Conclusions/Significance
Measurements of regional ventilation distribution by VRI are comparable to those obtained by EIT.
Introduction
Bedside assessment of regional lung function has the potential to optimize mechanical ventilator settings according to individual patient needs. Currently, global parameters such as gas exchange indices and pulmonary compliance are used to assess lung function during mechanical ventilation. Reliable bedside measurement of regional lung dynamics and ventilation distribution, however, could provide additional information about regional heterogeneity [1], [2].
Electrical impedance tomography (EIT) is a technology that has been used in numerous research studies to continuously detect changes in lung ventilation. It is able to measure the regional distribution of tidal volume (VT) based on thoracic bioimpedance changes [3]. There is a high linear correlation between EIT and CT in detecting regional ventilation distribution (R2 from 0.81 to 0.93) [4], [5]. Furthermore, EIT has been validated against several established methods, such as spirometry (R2 0.98), radionuclide scanning (R2 0.98), and single photon emission CT (R2 0.92) [6], [7], [8]. Despite years of development, EIT has yet to be widely adopted, and alternative methods have been proposed.
Another technology known as vibration response imaging (VRI) has been proposed to dynamically monitor ventilation distribution within the lungs. VRI can be regarded as an “electronic stethoscope”, which records sounds from the chest using acoustic microphones [9] and converts them into grey-scale images [10], [11], [12]. Several studies have demonstrated that VRI technology is an excellent way to detect lung sound distribution during mechanical ventilation in both animal models and patients [13], [14], [15], [16].
VRI has not yet been validated against any established methods, such as CT or EIT, in assessing regional ventilation distribution. We therefore directly compared regional ventilation distribution assessed by VRI with regional ventilation distribution assessed by EIT in animals with normal and injured lungs, and at different levels of positive end-expiratory pressure (PEEP).

Available data:

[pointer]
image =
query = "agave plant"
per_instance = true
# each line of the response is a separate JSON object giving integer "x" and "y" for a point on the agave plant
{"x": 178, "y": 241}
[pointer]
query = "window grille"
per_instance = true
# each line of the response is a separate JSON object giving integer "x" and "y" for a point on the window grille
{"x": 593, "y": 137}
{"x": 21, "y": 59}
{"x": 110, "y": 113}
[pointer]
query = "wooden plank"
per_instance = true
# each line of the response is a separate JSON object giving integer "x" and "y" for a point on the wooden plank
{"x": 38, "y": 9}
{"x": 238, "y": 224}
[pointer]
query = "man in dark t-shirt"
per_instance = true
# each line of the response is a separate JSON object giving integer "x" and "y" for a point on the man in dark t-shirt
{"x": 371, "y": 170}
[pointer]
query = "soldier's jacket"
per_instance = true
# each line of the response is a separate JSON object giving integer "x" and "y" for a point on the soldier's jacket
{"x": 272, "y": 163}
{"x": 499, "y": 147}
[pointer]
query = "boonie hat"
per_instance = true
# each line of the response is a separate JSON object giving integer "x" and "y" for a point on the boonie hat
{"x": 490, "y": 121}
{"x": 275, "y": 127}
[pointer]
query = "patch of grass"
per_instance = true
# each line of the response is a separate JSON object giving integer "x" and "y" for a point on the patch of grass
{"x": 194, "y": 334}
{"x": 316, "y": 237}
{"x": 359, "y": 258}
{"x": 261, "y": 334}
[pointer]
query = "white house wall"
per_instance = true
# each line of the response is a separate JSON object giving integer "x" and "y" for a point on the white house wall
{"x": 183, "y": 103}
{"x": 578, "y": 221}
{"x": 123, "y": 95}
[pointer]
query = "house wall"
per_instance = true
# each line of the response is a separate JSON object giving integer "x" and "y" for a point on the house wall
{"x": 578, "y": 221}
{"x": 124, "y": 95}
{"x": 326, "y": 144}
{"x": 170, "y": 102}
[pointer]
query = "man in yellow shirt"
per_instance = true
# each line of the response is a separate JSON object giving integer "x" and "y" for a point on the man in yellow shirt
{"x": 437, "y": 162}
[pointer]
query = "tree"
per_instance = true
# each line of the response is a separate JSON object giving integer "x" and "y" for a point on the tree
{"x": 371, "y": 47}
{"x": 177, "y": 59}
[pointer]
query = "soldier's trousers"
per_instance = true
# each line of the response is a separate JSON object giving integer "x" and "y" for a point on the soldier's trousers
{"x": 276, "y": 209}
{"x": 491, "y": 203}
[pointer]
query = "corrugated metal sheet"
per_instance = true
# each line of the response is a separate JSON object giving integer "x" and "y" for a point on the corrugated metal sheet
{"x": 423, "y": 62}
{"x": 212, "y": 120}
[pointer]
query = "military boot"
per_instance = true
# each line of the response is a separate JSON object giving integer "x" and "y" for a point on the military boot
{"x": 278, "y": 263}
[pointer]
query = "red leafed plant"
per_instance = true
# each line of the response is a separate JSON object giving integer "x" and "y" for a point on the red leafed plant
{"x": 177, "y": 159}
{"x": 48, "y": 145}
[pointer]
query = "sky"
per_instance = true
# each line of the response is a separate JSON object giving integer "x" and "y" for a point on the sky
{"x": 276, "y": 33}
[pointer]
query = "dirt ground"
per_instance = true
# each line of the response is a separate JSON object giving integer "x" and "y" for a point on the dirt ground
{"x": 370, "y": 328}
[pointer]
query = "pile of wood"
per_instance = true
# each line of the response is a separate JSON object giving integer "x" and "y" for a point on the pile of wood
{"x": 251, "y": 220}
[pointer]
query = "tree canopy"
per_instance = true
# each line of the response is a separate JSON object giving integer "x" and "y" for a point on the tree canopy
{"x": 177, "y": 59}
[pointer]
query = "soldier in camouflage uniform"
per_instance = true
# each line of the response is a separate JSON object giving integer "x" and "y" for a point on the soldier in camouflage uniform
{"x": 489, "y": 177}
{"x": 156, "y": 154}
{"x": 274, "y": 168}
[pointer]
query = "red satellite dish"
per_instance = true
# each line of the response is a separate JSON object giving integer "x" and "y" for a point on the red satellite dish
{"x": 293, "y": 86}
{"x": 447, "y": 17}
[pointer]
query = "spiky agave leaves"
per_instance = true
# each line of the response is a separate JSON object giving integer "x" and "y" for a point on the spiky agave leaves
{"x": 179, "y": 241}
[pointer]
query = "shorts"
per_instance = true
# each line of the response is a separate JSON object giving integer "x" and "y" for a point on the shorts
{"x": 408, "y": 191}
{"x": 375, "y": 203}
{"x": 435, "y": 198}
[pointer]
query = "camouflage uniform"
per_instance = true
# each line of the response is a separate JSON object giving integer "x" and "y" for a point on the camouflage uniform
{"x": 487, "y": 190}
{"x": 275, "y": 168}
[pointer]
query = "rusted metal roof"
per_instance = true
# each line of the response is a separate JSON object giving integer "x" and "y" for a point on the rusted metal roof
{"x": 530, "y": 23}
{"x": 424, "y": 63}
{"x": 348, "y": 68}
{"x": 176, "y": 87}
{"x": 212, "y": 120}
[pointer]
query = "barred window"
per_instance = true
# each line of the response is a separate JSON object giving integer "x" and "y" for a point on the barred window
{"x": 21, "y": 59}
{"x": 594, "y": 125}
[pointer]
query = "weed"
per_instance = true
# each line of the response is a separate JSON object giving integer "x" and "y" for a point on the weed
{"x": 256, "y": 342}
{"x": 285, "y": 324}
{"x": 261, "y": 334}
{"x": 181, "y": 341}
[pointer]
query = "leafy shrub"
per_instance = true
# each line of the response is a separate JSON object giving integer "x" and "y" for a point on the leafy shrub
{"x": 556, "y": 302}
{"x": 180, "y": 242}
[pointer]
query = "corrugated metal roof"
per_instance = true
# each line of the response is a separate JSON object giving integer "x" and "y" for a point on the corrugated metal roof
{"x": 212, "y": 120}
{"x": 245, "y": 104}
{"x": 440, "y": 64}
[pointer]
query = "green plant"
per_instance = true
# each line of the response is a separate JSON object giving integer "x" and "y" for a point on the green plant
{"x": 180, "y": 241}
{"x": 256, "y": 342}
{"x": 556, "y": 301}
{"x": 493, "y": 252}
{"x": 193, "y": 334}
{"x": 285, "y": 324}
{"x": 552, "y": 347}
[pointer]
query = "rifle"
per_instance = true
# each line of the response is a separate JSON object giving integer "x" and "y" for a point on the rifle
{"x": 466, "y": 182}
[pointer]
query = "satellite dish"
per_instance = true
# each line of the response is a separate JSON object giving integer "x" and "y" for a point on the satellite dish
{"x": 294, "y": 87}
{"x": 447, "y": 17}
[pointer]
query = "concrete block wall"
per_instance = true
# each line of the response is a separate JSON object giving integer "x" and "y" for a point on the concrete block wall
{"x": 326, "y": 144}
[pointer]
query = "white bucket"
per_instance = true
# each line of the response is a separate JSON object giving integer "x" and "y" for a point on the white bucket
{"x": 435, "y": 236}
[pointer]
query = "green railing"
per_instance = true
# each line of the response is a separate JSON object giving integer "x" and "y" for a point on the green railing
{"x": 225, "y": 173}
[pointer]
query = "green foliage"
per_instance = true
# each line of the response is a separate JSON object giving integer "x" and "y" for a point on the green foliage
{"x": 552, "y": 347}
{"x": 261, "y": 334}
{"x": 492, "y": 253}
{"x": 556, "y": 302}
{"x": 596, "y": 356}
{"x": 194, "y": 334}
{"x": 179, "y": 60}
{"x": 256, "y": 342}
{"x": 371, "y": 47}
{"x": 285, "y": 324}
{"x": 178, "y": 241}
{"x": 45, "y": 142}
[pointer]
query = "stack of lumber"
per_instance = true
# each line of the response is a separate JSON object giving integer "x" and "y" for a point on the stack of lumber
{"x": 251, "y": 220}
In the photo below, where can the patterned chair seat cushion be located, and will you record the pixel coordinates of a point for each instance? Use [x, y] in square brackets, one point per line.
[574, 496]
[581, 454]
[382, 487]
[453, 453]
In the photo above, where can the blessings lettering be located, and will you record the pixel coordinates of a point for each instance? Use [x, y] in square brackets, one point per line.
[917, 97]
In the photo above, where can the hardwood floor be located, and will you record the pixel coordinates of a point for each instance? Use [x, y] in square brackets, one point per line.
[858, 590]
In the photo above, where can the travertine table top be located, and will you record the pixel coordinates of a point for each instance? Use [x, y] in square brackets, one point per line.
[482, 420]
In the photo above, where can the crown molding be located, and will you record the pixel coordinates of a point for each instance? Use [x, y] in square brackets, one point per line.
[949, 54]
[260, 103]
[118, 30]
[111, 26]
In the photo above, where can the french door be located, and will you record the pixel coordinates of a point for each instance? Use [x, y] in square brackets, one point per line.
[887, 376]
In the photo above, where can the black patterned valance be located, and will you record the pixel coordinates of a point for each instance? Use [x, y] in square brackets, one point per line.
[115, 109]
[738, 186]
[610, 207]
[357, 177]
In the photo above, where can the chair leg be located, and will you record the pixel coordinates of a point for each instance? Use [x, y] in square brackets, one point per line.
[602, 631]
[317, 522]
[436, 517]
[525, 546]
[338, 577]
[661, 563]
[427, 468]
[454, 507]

What you need to do:
a - Write out the passage on lung ventilation imaging again, starting at "Conclusions/Significance" and ending at "heterogeneity [1], [2].". Swap "lung function" for "pulmonary function" each time it appears.
b - Extend the passage on lung ventilation imaging by writing what comes next after its final sentence.

Results:
a -
Conclusions/Significance
Measurements of regional ventilation distribution by VRI are comparable to those obtained by EIT.
Introduction
Bedside assessment of regional pulmonary function has the potential to optimize mechanical ventilator settings according to individual patient needs. Currently, global parameters such as gas exchange indices and pulmonary compliance are used to assess pulmonary function during mechanical ventilation. Reliable bedside measurement of regional lung dynamics and ventilation distribution, however, could provide additional information about regional heterogeneity [1], [2].

b -
Materials and Methods
Ethics Statement
This study was carried out in strict accordance with the recommendations in the Guide for the Care and Use of Laboratory Animals of the National Institutes of Health. The protocol was approved by the Animal State Care and Use Committee of the Rhineland Palatinate, Germany (Permit Number: G09-1-029). All surgery was performed under deep anaesthesia, and all efforts were made to minimise suffering [17]. The animal experiments were performed at the Department of Anesthesiology, Medical Center of the Johannes Gutenberg-University, Mainz, Germany.
Instrumentation
Nine healthy piglets Sus scrofa domestica (30±2 kg) were studied. Ketamine (8 mg kg−1) and midazolam (0.2 mg kg−1) were administered for intramuscular premedication. Anaesthesia was induced using i.v. fentanyl (4 µg kg−1) and propofol (2–4 mg kg−1). The animals were intubated orotracheally in the supine position using a cuffed endotracheal tube (ID 8.0 mm) facilitated by a single dose of pancuronium (0.15 mg kg−1). Ventilation was performed using pressure-controlled mode (PCV). Anaesthesia was maintained by continuous infusion of propofol (6–10 mg kg−1 h−1) and fentanyl (0.05–0.1 mg h−1). Arterial and venous catheters were inserted by surgical cut-down of the femoral artery and vein for haemodynamic monitoring (invasive blood pressures, heart rate) and arterial blood gas analysis (RapidLab 415, Bayer-Healthcare, Leverkusen, Germany). SpO2, airway pressures, and inspiratory and expiratory flow curves were dynamically recorded (S/5 Monitoring, Datex-Ohmeda, Duisburg, Germany). Body temperature was kept constant at 38±1°C using body surface warming. The animals were kept in dorsal recumbency for the rest of the experiment.
EIT and VRI Technology
A 16 electrode EIT system (Goe-MFII study device, Care Fusion, Höchberg, Germany) was used in this study. In order to reproducibly measure a lung section without heart and diaphragm interference, 16 needle-like EIT electrodes were placed in the plane of a transverse cross-section of the thorax, 10 cm cranial to the diaphragm. A reference electrode was placed approximately 4 cm below the acquisition plane. EIT data were generated by applying an electrical current of 5 mA at 50 kHz. Voltage differences between neighbouring electrode-pairs were measured in a rotating sequence at 13 Hz.
The sensor arrays (six microphones per column by three rows) of the VRI device (VRIxv, Deep Breeze Ltd., Or-Akiva, Israel) were placed near the same thoracic area using specialized gel pads. The right and left sensor arrays of the VRI system were laterally placed around the thorax, with the first column of microphones of the VRI sensor arrays cranial, and the second and third column caudal, to the EIT electrodes. The distances between the microphones were predefined by the array matrix. Figure 1 shows the anatomical sensor positions of VRI and EIT.
Figure 1. Anatomical sensor position of VRI and EIT.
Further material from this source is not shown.